SELECTED PASSAGE:
So my young adult novella, Rayessa and the Space Pirates, is going to be released January 10. Nicole Murphy and I are going to brainstorm on the weekend about how I can celebrate the occasion with my friends. As the story features space pirates and a Centauri slave market, I’m thinking of a themed party where people come as space pirates (with a funny name to go with it) or in a’ I dream of Jeanie’ type costume (or male equivalent). I will have to think up some punch to go with it. (As a bit of history I am renown locally for themed parties, such as the Bad Taste Movie night (no dress required), Daggy Zombie Party (dress in clothes you wouldn’t be caught dead in) and the time travel theme for my 50th.) I’ve been busy of late with work so I haven’t done anything themed for a bit.

Where was I? Rayessa and the Space Pirates. This story started as a short story for a local anthology from CSFG Publishing called, Elsewhere edited by Michael Barry. However, at the time it was the longest short story I’d ever written (early days back in 2003) and I was thinking about how to end it when the space pirates turned up. I thought to myself, well that’s not helpful and gave up on it as a short story. I kept writing though wanting to find out what happened next. I ended up with my first novella. I sent it to couple of beta readers, young people mostly but their parents read it. I got feedback on the title, which was Lost Heritage back then and prior to that Space Audit. One parent said it was soft porn (which was shocking because there is no sex-though that might have been the tentacle reference) and the other parent suggested that a character was a bit risque at the end (one of the walk ins). Another beta reader, lovely Chris Andrews, gave me feedback. The most important dealing with a side character Gris. His suggestion was very helpful and made my main character better rounded as a result. Then it sat in my hard drive for many years.

PROBLEM DESCRIPTION: Write the next part of the blog post about the novella Rayessa and the Space Pirates, starting after its last sentence. The lines that come next are separate material and have no connection to the novella text.

GIVEN DATA:
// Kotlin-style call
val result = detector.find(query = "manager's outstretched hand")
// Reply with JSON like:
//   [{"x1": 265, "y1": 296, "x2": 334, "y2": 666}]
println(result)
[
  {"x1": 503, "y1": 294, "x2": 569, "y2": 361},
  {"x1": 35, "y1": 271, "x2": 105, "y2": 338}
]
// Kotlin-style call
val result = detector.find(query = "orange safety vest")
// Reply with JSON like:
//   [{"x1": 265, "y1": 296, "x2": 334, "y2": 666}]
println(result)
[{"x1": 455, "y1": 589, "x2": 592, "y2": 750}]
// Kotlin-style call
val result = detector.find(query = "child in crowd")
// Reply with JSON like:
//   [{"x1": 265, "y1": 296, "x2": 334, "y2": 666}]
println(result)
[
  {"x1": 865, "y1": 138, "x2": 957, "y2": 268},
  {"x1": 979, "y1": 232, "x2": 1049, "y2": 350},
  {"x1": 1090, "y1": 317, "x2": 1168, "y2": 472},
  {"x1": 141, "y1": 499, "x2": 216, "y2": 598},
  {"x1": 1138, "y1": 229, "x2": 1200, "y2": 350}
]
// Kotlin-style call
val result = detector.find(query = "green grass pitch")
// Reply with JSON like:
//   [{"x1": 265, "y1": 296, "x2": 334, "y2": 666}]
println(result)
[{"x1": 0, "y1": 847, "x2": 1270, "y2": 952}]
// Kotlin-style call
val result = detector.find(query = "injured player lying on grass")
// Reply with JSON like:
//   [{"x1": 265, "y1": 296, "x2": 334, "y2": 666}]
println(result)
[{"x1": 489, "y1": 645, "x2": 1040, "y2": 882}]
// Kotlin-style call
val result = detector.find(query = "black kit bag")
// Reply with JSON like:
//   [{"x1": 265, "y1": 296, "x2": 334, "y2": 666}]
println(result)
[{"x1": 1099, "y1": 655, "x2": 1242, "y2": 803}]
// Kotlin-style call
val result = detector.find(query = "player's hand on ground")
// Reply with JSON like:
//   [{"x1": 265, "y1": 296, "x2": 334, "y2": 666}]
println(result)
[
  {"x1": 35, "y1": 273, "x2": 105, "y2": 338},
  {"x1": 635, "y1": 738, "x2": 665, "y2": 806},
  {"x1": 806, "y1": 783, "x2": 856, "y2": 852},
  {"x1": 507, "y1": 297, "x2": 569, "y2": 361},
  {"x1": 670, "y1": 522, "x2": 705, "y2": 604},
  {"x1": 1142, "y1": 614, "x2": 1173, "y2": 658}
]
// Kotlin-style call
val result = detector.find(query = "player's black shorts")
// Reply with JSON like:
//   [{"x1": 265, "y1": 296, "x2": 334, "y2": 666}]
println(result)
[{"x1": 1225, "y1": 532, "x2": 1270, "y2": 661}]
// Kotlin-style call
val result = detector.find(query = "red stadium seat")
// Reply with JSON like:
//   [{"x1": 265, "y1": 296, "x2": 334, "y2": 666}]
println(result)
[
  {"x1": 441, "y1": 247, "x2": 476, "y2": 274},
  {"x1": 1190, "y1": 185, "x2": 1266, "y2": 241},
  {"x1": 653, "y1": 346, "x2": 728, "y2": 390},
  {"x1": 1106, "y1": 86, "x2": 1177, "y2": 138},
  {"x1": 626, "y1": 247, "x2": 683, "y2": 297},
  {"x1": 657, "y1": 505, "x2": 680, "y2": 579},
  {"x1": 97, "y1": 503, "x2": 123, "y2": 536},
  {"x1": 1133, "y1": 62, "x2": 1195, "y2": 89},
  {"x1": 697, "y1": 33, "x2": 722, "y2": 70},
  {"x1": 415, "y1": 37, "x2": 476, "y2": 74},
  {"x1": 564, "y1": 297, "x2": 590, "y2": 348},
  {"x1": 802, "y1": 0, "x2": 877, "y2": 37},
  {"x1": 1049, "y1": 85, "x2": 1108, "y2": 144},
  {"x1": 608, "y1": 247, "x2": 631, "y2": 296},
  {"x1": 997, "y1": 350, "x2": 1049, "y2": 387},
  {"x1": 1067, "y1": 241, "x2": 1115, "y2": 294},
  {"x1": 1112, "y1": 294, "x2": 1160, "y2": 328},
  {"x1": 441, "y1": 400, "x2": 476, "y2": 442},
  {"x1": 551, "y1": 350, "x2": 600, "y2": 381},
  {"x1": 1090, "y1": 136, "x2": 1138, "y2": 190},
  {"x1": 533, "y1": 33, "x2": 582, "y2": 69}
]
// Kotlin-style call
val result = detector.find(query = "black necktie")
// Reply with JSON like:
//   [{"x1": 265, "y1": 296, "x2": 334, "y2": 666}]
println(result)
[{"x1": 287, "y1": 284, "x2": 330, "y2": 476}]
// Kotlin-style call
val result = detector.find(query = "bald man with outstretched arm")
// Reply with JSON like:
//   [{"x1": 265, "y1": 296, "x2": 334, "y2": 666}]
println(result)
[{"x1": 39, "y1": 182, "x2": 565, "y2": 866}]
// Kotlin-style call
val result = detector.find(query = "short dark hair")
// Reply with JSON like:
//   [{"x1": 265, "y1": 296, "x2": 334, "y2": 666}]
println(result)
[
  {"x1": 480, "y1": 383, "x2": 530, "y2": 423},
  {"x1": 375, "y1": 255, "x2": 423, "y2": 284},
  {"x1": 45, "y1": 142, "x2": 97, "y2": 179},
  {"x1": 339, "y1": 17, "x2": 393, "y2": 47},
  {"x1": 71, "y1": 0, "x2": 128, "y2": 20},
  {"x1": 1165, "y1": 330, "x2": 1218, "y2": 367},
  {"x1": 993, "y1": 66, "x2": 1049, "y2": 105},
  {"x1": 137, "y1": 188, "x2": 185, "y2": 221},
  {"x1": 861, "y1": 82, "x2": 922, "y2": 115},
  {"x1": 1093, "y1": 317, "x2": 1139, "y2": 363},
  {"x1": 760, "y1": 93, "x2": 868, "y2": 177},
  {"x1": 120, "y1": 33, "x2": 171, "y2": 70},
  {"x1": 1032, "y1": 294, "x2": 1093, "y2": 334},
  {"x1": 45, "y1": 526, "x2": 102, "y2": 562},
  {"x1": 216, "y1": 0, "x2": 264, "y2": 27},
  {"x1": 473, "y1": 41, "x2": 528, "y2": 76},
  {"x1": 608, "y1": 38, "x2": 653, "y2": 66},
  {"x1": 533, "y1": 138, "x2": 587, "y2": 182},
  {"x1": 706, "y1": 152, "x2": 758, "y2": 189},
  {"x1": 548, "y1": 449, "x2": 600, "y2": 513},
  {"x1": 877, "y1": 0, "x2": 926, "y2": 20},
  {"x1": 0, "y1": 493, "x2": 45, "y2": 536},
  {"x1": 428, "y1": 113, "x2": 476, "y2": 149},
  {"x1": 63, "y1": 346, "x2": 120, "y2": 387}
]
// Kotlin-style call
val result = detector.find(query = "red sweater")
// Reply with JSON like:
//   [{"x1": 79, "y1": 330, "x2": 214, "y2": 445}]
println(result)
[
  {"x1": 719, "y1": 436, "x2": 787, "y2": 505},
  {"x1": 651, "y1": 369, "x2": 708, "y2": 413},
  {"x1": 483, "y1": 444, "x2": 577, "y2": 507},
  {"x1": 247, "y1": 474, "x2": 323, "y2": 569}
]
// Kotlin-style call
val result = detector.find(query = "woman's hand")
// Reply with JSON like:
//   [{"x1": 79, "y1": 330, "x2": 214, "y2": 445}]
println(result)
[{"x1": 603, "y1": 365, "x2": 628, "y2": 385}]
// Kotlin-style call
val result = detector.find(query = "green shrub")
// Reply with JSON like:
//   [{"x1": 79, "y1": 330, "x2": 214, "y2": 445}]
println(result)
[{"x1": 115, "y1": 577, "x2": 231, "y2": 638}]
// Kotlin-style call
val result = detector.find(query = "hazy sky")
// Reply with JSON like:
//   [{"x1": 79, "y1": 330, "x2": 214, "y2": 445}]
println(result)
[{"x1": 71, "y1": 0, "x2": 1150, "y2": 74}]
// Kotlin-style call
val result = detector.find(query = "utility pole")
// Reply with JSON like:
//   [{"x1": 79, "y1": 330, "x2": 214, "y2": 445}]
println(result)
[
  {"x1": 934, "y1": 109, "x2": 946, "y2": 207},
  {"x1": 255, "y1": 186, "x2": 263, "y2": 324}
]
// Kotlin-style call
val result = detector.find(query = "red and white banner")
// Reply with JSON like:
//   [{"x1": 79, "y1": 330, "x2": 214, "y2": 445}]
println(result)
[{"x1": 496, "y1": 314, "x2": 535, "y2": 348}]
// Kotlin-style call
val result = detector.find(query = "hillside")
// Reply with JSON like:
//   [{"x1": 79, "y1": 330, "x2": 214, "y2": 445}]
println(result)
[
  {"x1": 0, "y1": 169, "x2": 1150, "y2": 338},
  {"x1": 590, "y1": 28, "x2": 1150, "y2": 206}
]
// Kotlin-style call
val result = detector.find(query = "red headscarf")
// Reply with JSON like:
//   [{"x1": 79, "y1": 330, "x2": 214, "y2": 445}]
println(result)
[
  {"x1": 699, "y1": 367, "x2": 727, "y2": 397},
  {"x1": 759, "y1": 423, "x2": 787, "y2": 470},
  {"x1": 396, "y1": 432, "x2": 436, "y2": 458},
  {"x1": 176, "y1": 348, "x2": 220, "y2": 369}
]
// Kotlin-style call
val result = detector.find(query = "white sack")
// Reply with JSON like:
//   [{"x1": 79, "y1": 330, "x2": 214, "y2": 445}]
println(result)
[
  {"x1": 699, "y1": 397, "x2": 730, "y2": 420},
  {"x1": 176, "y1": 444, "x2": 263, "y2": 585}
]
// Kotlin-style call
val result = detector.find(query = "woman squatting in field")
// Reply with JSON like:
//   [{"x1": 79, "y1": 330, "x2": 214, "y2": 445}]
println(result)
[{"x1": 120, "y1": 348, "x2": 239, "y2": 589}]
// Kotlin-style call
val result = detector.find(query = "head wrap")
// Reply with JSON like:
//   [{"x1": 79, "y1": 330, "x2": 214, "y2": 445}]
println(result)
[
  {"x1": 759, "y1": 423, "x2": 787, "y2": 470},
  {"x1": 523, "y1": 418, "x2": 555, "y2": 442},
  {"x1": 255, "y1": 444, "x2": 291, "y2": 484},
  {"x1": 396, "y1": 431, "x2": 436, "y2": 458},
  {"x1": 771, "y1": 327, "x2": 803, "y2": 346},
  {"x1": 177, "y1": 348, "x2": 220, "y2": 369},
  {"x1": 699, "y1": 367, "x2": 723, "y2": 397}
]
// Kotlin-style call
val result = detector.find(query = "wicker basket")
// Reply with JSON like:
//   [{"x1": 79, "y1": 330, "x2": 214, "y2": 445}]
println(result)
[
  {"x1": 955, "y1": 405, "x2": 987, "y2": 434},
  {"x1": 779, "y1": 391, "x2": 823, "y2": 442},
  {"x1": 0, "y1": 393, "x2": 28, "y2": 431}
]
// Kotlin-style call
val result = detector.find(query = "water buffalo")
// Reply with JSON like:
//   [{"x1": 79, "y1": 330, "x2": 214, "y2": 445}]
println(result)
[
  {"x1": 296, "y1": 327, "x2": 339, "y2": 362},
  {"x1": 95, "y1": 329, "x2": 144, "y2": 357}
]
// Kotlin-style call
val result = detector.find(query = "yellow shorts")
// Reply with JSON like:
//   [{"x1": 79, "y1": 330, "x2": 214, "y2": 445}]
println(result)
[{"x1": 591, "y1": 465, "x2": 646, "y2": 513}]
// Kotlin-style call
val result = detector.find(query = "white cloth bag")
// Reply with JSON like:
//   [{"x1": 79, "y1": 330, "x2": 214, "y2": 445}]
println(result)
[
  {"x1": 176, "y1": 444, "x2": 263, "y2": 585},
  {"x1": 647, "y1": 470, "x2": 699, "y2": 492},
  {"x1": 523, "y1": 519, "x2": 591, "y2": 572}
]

RIGHT ANSWER:
I submitted it to a science fiction anthology looking at novellas. The comment was I liked it but not right. ( I thought year right. Humouring me). I sent it to a big publishing house where it was sent to the children’s section. Nice comments but rejected. I sent it to a small publishing house, which after many, many months I got a standard rejection. That’s it. That’s all it took for me to lose heart.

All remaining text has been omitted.